» **Ваша задача**
Воспроизведите фрагмент исходного текста, начиная со слов «Важный имперский символизм» и вплоть до слов «и европейского христианства.», заменив «Екатерина II» на «Екатерина Великая».

» **Исходный текст**
=======

Важный имперский символизм памятника верно почувствовала Екатерина II, завершившая дело Петра Великого постройкой нового собора на прежнем месте. Утвержденный ею в 1776 г. проект И.Е.Старова реанимировал образ разобранного двухколоколенного храма, но уже в новой классицистической редакции. Императрица воспроизвела прежнюю базиликальную схему с двухколоколенной папертью, наполнив архитектурный образ новым содержанием в рамках т.н. «греческого проекта». Прямое следование петровским заветам соединилось с качественно новым звучанием темы Рима, стоявшего у истоков имперской идеи и европейского христианства.

=======

» **Данные для анализа**
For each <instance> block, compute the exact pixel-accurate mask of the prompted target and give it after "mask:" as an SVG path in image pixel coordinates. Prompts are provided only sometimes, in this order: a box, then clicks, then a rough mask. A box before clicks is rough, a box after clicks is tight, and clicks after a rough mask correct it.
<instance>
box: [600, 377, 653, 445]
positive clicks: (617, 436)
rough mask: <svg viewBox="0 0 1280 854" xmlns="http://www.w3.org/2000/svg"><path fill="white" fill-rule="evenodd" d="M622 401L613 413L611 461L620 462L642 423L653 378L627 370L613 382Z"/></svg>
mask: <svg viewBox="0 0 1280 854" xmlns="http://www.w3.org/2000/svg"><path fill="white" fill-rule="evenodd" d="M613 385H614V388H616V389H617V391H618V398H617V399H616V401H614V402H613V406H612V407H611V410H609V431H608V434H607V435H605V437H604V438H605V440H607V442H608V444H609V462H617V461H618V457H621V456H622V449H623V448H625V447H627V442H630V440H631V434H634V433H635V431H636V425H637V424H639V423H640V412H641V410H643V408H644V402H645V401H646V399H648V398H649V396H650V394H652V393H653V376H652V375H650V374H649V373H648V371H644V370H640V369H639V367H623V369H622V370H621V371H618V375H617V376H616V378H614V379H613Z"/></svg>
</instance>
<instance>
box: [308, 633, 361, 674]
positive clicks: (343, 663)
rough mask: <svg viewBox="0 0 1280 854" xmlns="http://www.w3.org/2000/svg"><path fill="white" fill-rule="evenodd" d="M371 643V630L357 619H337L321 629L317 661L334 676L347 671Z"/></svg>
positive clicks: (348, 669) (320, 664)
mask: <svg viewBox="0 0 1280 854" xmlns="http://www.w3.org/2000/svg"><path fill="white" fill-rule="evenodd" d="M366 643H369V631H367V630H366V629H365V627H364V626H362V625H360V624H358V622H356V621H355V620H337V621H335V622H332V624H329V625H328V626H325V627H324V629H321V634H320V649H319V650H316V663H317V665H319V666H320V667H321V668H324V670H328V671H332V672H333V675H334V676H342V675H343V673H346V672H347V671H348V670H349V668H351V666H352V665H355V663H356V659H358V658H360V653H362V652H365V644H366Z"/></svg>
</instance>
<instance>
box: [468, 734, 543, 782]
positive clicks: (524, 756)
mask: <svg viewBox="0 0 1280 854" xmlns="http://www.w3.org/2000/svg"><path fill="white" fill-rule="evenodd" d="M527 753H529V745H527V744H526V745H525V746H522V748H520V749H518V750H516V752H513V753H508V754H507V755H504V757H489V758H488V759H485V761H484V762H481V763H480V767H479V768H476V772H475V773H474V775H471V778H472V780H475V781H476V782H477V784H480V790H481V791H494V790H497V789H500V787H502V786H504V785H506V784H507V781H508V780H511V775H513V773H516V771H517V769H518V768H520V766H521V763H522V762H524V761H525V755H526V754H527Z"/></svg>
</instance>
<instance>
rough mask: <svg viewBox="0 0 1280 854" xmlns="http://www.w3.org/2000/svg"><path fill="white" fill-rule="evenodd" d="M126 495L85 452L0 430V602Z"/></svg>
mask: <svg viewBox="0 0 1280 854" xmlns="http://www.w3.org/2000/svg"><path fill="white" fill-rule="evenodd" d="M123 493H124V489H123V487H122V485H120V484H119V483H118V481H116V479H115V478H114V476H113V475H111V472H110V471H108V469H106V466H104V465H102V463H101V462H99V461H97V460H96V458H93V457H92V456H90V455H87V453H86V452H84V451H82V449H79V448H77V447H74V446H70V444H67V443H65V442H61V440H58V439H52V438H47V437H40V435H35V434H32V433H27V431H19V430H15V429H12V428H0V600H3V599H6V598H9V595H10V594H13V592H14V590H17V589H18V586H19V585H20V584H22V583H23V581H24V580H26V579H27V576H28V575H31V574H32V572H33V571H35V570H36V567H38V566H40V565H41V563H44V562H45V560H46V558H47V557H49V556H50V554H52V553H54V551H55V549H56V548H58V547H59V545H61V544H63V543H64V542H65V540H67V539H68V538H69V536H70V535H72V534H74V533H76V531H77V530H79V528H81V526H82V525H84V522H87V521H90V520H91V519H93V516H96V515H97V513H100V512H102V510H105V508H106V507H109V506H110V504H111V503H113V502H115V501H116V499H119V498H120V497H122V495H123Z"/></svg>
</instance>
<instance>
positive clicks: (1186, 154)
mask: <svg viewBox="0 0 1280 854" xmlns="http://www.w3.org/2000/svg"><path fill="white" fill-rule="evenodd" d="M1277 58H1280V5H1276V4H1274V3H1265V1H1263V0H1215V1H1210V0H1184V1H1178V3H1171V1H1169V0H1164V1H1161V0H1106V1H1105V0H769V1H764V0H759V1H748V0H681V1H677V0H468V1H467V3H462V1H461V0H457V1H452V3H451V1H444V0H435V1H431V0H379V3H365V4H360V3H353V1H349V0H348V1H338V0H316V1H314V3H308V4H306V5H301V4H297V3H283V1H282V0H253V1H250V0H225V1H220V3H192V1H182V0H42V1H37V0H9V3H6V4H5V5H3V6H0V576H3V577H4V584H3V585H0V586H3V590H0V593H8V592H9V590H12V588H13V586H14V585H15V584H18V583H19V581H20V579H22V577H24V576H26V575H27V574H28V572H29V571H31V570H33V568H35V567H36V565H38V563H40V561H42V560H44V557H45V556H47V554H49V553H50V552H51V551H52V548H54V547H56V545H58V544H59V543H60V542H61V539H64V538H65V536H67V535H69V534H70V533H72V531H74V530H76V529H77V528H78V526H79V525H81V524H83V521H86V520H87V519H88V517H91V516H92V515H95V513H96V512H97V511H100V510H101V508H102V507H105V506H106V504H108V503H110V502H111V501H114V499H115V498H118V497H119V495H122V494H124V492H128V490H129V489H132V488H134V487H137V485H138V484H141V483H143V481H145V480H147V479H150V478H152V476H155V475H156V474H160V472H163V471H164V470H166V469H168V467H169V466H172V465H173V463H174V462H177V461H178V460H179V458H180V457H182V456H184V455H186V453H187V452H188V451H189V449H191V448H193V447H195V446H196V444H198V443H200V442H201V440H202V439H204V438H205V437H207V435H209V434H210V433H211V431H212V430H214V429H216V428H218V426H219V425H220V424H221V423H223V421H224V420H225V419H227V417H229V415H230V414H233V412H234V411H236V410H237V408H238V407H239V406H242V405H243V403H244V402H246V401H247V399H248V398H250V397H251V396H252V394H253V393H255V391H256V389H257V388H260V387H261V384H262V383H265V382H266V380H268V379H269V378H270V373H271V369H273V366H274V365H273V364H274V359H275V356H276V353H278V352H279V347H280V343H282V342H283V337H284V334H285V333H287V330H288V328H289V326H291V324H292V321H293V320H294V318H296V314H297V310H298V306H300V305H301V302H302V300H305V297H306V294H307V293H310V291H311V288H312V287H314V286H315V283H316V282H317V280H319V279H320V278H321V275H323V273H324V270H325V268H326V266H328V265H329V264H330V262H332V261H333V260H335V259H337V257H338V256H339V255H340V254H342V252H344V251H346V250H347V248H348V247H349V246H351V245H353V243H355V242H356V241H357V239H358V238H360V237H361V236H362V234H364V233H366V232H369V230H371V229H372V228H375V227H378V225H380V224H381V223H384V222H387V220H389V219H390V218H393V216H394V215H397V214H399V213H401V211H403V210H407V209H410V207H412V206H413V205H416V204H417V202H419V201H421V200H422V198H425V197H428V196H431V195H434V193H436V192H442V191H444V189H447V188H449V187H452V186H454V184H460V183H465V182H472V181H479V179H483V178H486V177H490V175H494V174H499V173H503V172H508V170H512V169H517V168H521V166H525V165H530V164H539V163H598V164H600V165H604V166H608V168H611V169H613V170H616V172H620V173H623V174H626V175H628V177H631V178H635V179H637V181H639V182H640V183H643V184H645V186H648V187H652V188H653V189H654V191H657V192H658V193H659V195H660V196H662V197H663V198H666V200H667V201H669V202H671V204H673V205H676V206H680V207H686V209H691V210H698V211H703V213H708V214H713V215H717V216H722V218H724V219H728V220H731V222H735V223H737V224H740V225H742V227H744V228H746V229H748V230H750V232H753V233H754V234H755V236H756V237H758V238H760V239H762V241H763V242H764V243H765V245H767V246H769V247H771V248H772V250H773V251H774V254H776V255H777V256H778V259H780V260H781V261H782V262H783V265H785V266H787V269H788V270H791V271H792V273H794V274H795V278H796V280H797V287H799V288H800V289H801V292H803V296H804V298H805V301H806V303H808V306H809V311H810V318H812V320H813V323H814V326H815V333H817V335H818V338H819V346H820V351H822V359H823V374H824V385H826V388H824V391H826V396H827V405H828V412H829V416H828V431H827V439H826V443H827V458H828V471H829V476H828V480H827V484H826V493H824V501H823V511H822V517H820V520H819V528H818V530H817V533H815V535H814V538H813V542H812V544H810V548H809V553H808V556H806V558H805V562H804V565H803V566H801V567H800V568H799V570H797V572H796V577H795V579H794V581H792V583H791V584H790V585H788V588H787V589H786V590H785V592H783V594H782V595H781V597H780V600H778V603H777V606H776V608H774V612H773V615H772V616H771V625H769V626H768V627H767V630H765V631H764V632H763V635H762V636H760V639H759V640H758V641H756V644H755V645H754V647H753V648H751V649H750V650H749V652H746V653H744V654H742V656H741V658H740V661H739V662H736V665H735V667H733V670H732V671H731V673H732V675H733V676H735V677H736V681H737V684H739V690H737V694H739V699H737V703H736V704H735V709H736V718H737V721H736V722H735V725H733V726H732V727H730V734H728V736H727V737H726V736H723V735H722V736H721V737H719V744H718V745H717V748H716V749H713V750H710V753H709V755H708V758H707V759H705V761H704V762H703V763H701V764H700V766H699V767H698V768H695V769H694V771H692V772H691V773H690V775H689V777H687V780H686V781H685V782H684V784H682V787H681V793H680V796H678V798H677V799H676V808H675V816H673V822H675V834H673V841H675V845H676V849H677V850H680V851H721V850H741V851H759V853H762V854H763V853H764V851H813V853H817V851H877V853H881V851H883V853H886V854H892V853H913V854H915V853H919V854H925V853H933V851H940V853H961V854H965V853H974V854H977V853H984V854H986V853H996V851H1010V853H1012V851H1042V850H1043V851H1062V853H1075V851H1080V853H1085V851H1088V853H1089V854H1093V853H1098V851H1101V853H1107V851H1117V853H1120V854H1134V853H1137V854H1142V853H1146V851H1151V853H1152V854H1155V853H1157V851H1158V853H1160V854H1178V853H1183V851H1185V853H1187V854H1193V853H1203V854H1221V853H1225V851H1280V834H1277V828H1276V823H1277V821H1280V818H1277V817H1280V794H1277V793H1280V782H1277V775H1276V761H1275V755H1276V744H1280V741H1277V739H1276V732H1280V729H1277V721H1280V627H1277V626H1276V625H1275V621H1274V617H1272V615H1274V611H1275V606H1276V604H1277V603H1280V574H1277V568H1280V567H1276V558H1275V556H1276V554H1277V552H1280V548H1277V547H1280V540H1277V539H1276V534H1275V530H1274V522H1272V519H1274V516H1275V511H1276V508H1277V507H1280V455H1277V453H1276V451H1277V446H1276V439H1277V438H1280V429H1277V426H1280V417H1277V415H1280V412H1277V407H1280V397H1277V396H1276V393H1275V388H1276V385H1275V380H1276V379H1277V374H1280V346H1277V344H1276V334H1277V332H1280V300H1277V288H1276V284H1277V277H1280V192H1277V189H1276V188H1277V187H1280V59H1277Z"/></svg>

=======

» **Результат выполнения**
Важный имперский символизм памятника верно почувствовала Екатерина Великая, завершившая дело Петра Великого постройкой нового собора на прежнем месте. Утвержденный ею в 1776 г. проект И.Е.Старова реанимировал образ разобранного двухколоколенного храма, но уже в новой классицистической редакции. Императрица воспроизвела прежнюю базиликальную схему с двухколоколенной папертью, наполнив архитектурный образ новым содержанием в рамках т.н. «греческого проекта». Прямое следование петровским заветам соединилось с качественно новым звучанием темы Рима, стоявшего у истоков имперской идеи и европейского христианства.